Render the rows as a JSON list of strings, one string per line and no blank lines, beginning at the line that has "Query: wet sand" and stopping after the line that has "Give the mask of the wet".

- Dataset excerpts
┌──

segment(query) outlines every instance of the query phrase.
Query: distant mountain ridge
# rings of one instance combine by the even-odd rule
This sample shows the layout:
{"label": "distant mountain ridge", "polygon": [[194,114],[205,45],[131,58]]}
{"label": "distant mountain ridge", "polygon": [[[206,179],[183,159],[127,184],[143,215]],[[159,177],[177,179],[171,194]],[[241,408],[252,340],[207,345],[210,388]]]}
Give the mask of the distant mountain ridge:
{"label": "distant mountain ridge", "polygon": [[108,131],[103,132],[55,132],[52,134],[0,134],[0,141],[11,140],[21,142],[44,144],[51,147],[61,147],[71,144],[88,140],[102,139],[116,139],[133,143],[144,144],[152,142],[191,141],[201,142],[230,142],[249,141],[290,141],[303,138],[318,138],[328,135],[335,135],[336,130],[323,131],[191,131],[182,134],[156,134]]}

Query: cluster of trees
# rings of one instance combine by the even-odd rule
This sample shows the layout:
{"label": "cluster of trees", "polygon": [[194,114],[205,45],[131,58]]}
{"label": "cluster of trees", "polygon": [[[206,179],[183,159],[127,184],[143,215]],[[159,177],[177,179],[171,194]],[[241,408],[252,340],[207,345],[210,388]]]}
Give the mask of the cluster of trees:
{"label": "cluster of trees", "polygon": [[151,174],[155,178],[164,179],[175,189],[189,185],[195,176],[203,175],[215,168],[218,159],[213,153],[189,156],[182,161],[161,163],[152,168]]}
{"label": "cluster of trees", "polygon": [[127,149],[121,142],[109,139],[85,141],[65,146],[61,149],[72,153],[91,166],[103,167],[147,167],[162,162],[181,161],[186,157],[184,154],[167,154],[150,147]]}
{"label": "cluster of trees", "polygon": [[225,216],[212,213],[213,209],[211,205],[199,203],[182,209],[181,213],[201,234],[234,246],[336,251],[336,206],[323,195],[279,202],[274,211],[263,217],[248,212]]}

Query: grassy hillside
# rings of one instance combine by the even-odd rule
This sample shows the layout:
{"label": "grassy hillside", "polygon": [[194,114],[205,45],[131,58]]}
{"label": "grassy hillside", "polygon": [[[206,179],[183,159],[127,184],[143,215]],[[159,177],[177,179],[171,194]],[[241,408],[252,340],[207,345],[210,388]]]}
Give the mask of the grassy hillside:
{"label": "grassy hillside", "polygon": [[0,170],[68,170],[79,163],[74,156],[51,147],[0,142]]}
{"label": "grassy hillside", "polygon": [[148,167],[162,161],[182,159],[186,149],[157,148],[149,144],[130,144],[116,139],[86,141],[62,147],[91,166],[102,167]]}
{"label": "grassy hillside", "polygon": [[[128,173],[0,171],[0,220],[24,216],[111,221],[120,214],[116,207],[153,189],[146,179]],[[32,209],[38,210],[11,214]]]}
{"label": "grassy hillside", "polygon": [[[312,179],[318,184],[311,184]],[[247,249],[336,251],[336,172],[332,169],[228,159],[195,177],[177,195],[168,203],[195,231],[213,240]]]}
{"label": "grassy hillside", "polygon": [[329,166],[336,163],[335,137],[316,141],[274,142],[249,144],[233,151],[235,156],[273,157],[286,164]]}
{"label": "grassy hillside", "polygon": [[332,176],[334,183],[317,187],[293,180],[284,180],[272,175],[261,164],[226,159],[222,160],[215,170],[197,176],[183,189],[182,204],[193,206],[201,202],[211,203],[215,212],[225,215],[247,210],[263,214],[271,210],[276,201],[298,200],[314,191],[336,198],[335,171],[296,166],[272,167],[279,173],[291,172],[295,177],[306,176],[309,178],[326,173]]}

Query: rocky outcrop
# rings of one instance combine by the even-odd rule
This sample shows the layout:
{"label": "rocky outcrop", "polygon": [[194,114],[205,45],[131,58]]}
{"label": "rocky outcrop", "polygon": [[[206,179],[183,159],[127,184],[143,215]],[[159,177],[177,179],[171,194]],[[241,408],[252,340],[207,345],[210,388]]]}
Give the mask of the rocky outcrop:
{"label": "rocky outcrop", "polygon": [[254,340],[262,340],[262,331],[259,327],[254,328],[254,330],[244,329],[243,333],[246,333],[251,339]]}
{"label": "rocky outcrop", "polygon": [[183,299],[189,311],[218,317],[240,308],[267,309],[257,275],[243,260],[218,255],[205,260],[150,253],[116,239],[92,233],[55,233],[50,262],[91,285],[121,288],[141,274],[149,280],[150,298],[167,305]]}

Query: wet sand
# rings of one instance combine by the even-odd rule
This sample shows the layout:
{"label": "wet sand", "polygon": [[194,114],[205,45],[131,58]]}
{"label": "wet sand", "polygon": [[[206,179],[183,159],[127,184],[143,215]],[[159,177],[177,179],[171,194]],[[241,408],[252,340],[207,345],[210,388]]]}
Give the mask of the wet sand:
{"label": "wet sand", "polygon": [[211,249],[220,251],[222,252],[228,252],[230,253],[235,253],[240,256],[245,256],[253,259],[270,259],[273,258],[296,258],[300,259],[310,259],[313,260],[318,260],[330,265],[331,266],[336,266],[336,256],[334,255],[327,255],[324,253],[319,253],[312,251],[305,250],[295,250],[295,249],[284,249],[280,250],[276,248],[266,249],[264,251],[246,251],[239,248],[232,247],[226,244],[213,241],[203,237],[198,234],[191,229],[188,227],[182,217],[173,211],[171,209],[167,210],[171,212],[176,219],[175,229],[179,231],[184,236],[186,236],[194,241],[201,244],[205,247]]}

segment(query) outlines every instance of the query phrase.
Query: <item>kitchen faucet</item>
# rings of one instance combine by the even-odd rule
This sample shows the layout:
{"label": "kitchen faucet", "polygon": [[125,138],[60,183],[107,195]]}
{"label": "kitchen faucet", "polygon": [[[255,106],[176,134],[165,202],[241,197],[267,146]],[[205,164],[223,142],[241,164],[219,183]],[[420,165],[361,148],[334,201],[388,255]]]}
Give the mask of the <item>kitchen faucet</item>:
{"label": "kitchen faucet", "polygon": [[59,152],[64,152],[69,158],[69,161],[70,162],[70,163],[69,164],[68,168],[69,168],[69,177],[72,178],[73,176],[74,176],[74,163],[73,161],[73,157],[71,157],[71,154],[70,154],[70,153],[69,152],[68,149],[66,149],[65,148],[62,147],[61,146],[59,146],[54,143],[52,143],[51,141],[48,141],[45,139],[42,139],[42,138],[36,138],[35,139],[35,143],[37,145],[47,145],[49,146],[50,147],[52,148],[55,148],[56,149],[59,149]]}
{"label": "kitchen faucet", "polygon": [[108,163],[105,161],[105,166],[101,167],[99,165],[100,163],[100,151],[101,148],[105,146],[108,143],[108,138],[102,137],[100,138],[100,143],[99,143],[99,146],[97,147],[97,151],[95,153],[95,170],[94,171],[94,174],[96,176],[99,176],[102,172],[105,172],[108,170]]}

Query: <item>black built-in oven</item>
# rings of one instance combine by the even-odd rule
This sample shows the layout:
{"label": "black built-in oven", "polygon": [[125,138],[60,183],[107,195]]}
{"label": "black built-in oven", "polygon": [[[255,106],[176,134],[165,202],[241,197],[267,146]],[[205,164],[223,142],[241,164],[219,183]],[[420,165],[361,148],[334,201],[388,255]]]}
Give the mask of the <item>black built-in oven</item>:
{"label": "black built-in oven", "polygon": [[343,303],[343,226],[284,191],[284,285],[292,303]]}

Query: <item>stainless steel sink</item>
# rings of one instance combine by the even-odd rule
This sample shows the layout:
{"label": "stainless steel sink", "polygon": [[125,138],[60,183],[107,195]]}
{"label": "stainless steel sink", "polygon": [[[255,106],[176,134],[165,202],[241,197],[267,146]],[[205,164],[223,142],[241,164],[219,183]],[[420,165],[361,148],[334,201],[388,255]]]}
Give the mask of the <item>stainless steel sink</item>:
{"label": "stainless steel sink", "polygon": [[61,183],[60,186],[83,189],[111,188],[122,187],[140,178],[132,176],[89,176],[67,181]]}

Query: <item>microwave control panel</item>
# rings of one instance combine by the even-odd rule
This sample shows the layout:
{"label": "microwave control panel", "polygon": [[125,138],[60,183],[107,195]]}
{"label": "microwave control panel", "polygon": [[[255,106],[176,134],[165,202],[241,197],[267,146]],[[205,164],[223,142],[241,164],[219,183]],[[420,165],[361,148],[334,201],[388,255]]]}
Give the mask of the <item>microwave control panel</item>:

└──

- Response
[
  "Query: wet sand",
  "# rings of one instance combine by the even-odd rule",
  "This sample shows the layout:",
  "{\"label\": \"wet sand\", \"polygon\": [[194,114],[205,45],[131,58]]}",
  "{\"label\": \"wet sand\", \"polygon\": [[[206,179],[183,159],[127,184],[143,215]],[[159,177],[177,179],[171,194]],[[241,408],[252,340],[207,345],[210,388]]]}",
  "Give the mask of the wet sand:"
]